# Data shown
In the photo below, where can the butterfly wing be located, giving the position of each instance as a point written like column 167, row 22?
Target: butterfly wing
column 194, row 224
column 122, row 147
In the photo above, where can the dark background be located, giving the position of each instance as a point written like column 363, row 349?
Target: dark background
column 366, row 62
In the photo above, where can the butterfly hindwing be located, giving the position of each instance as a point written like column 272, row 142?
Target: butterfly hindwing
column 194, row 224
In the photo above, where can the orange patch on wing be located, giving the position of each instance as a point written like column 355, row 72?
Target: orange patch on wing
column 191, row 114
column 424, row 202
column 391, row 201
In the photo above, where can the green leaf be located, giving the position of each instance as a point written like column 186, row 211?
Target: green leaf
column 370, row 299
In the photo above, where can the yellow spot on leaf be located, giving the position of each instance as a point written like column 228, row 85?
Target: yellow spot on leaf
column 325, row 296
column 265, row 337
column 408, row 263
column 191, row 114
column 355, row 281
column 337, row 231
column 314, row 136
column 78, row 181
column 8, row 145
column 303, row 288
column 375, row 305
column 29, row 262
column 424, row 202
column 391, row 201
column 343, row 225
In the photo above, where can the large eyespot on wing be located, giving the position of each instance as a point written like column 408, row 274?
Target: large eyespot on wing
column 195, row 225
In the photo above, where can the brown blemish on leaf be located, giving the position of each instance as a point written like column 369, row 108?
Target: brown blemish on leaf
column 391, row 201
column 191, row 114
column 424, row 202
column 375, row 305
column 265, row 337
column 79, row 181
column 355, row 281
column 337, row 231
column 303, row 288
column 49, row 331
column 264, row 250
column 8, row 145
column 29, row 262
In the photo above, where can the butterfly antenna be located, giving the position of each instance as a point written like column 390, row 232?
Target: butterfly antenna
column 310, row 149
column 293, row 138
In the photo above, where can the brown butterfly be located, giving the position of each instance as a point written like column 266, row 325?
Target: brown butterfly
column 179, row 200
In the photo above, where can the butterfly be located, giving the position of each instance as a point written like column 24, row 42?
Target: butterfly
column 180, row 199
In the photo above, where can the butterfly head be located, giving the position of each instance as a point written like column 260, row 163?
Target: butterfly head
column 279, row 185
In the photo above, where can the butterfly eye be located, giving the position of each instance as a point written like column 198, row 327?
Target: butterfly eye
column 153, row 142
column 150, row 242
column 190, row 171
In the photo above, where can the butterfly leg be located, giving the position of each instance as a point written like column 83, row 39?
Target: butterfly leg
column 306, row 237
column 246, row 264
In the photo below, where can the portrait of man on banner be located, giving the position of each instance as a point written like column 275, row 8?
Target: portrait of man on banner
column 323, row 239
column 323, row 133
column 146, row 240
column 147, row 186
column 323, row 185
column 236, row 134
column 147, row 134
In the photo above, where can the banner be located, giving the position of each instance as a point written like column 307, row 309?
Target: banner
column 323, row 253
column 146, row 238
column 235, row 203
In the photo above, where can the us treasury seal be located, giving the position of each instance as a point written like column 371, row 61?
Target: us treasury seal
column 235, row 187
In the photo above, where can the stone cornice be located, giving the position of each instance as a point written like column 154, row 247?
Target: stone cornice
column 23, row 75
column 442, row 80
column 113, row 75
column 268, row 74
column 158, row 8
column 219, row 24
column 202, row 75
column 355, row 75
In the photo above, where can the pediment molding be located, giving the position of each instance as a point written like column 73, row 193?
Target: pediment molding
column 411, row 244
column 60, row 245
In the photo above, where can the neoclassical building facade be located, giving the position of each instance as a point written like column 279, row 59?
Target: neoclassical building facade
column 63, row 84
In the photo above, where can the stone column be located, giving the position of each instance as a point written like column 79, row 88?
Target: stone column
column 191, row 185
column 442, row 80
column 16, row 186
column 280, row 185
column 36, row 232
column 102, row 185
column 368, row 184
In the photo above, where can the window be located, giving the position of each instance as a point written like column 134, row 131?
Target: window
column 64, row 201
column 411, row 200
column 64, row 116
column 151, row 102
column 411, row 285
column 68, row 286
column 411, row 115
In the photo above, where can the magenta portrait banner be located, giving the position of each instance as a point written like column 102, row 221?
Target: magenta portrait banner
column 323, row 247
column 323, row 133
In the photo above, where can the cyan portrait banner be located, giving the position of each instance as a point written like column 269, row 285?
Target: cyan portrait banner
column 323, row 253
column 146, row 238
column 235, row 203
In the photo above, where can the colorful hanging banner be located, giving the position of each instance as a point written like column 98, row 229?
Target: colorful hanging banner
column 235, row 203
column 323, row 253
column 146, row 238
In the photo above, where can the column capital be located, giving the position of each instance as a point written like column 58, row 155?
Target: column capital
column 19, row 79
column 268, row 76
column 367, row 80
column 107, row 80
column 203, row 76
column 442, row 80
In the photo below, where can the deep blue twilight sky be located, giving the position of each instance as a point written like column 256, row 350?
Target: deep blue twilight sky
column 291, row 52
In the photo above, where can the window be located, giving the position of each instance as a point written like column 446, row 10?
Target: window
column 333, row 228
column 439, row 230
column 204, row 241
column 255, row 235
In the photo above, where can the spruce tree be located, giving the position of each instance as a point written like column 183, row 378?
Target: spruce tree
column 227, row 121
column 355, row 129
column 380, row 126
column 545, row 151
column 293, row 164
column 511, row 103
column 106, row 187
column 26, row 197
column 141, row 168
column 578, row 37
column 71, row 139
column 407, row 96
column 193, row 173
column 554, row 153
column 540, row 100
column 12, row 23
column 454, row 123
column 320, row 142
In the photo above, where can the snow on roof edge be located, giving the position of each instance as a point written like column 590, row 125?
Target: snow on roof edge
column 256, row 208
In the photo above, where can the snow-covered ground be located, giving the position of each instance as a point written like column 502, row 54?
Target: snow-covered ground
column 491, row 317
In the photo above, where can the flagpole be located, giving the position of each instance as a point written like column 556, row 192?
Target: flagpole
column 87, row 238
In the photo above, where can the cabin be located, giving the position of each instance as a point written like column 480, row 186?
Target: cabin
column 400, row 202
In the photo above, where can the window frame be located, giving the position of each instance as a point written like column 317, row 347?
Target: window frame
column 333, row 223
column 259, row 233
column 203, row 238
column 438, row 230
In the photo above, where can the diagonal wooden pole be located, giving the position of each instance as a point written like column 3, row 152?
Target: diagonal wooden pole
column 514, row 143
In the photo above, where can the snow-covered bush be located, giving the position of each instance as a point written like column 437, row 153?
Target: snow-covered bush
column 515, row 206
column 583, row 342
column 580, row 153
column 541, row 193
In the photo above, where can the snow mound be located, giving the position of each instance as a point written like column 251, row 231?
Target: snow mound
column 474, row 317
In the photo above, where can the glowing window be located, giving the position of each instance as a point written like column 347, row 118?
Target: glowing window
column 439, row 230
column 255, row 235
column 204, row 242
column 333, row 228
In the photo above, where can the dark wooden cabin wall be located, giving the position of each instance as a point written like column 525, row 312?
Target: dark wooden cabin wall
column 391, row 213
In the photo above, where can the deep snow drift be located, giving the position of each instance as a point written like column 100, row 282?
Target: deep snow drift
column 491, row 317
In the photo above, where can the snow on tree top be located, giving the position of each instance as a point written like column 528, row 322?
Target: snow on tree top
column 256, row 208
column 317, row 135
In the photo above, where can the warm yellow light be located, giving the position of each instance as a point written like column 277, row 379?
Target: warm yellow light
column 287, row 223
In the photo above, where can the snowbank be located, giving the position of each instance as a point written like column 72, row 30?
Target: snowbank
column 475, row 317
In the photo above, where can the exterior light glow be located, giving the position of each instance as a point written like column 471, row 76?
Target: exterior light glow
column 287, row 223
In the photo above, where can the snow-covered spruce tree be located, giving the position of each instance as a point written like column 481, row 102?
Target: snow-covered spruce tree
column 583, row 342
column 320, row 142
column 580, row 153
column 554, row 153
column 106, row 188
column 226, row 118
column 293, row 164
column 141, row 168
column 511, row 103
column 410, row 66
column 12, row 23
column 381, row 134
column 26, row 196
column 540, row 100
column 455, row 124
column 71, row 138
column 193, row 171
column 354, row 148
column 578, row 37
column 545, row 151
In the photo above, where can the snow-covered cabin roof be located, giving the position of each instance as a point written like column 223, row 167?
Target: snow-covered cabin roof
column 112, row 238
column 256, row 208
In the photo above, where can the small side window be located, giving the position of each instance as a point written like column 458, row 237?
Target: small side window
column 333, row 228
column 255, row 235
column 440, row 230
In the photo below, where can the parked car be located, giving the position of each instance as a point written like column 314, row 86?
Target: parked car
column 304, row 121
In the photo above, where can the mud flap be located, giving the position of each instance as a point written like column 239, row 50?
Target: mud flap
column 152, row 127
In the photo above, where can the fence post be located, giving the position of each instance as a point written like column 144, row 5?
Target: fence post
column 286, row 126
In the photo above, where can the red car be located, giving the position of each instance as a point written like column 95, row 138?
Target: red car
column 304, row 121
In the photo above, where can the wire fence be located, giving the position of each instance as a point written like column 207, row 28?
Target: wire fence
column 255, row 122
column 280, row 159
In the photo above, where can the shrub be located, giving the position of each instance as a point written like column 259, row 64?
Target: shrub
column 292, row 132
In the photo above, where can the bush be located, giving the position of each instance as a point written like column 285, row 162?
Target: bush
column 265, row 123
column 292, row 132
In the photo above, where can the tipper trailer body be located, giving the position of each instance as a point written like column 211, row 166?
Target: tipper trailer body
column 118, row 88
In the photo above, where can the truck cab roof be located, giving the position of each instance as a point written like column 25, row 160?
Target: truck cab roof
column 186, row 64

# The task
Above are the records; please copy exactly their first line and each line after it through the line containing "In the photo above, where can the yellow", and no line after that.

# Answer for the task
In the photo below, where can the butterfly wing be located, giving the position of each instance as a point written like column 167, row 22?
Target: butterfly wing
column 194, row 224
column 122, row 147
In the photo above, where can the dark background be located, giving the position of each instance as a point written like column 363, row 349?
Target: dark background
column 366, row 62
In the photo above, where can the butterfly hindwing be located, giving the position of each instance as a point written like column 272, row 142?
Target: butterfly hindwing
column 194, row 224
In the photo above, where can the orange patch on wing be located, giving the position of each instance as a point written like column 355, row 72?
Target: orange patch on wing
column 191, row 114
column 424, row 202
column 391, row 201
In the photo above, where can the green leaf be located, giving the position of each instance as a point written like column 186, row 211?
Target: green leaf
column 370, row 299
In the photo above, where can the yellow spot on leaf be located, giving the position of each instance as a point written like column 228, row 85?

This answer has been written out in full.